» **Text block**:
-- Opening Marker --
- Born: 18 June 1971 London, England
- Died: 12 April 2011 (aged 39) Bur Dubai police station, Dubai, United Arab Emirates
- Cause of death: Disputed
- Criminal status: Deceased (died in police custody)
- Criminal charge: assaulting a Nepalese housekeeper at the Burj Al Arab hotel
- Penalty: None, held in police custody for six days

= Death of Lee Bradley Brown =

2011 death of a British tourist in a Dubai prison

Lee Bradley Brown (18 June 1971 – 12 April 2011) was a British tourist who died in police custody in Dubai, United Arab Emirates. He was arrested by the Dubai Police Force after assaulting a Nepalese housekeeper at the Burj Al Arab hotel where he was staying. After being placed in solitary confinement, he was found dead in his cell six days after he was arrested. The circumstances surrounding his death remain disputed.

==Hotel incident ==
Lee Brown was born in East London on 18 June 1971. He was the third of four children to Doris and Vic Brown. After his family moved to Devon, he went to Kingsteignton Secondary School in Newton Abbot. He resided in Ilford, Essex at the time of his death. In April 2011, Brown took a holiday trip to Dubai, where he stayed at the Burj Al Arab hotel. According to the hotel staff, Brown requested housekeeping to his room and a Nepalese housekeeper was sent. Brown assaulted the housekeeper and attempted to throw her from the balcony. The housekeeper suffered injuries and bruises and had to seek medical treatment.

According to Essam Al Humaidan, the Dubai Public Prosecutor, hotel employees said they were met "violent resistance" when they intervened to prevent Brown from throwing the Nepalese maid off the balcony. According to Lieutenant General Dahi Khalfan Tamim, then the Dubai Chief of Police, Brown resisted arrest, banging his head against a wall and trying to throw himself from the hotel's balcony.

==Arrest and death==
After Brown was arrested he was taken to Bur Dubai police station, officers said he continued to beat on the metal mesh barrier in the patrol car while he was being driven to the police station. He was charged with using abusive language and intimidating behaviour and was denied bail.

Shortly after his arrest, Brown was placed in a cell with other prisoners. Following an altercation with other prisoners he was moved to solitary confinement. According to other prisoners testimonials, Brown was behaving abnormally. He was shouting, swearing, claiming he was “the Muslim Jesus” and that he was abducted by aliens. Brown had taken down his trousers, referred to his genitals, and made rude and inappropriate remarks to the prosecutor. A prisoner said he heard guards say they have beaten Brown.

A European prisoner who shared a cell with Brown described Brown's condition as "terrible", but clarified he did not see him being beaten. The prisoner explained, "I saw him bleeding. He had bruises on his face, shoulder and arms when he asked me for help....he kept saying: ‘Please help me, please help me'." The European prisoner noted that "Brown was half naked with both his hands and legs in cuffs. He wore nothing on top … and no shoes… his pants were hanging well below the waist." The prisoner noted that Brown was not eating for 2 days, and asked the police to check on him. Dubai police noted that Brown had been vomiting the day before his death but added that Brown neither complained about nor sought medical help.

The UK Foreign Office confirmed Brown died in custody six days after his arrest, on 12 April 2011.
-- Closing Marker --
» **Tasks to perform**:
1. Answer these questions from the text on the death of Lee Bradley Brown:
(a) Which school did Brown attend after his family moved to Devon?
(b) What was he charged with after he was taken to Bur Dubai police station?
(c) According to Dubai police, what had Brown been doing the day before his death?
2. Extend the text on the death of Lee Bradley Brown by writing what comes after its final sentence.
The lines are separate material with no connection to the text on the death of Lee Bradley Brown.

» **Provided data**:
-- Opening Marker --
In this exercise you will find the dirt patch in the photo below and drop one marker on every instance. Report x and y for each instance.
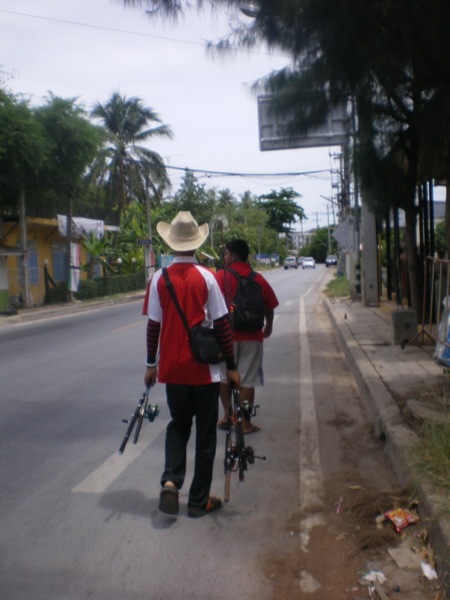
-- Closing Marker --
» **Answers to the exercises**:
1.
(a) Kingsteignton Secondary School in Newton Abbot
(b) Using abusive language and intimidating behaviour
(c) Vomiting

2.
==Investigation and UK Inquest==
Allegations that Brown was beaten by police originated from four British citizens who were being held at the same police station on charges unrelated to those of Brown. One of the British prisoners used a mobile phone to contact Brown's sister-in-law, Su, after he found her phone number as the next of kin contact in Brown's passport, which had been left in his cell. A preliminary post mortem report, based on an examination performed one week after Brown's death, stated "the death... was caused by suffocation as result of outflow of vomiting liquids into his respiratory tract," and noted that hashish was found in Brown's system through analysis of his blood and urine. The report of the Dubai authorities noted that Brown suffered irregular bruising on the left side of the forehead, as well as bruising on the nose and on the inner arm.

An examination of Brown's body by British officials one week later found no evidence that Brown had vomit in his airways. Another post-mortem examination was carried out ahead of the British inquest into his death by consultant pathologist, Dr Benjamin Swift in 2012, at the behest of Brown's family. Dr. Swift concluded that the finding about cannabis was "not relevant" – adding that the drug had not "caused or contributed to his death". However, Dr. Swift also discounted violent trauma as a possible cause of death, describing the bruising as "light".

An official inquest was conducted at Walthamstow Coroner's Court in East London, and this proceeding was attended by Brown's mother, Doris Shafi, his brother, Steven, and his sister-in-law Su Brown. Unusually, no witnesses were called and no other evidence other than the post mortem reports was permitted. No CCTV footage was released by the Dubai authorities, despite references to this footage in UAE press by the Chief of Police and others.

The coroner, Chinyere Inyama, rejected the efforts of barrister John Lofthouse, to draw attention away from the evidence by citing the conflicts between the forensic findings of Emirati and British officials, reminding him that his submissions bore no relevance to the inquest's role, which was limited to a determination of the cause of death. As such, the British coroner returned an open verdict, indicating that there was insufficient evidence to prove either an unlawful nor a natural cause of death, which effectively served to leave doubts about the circumstances of Lee Brown's death.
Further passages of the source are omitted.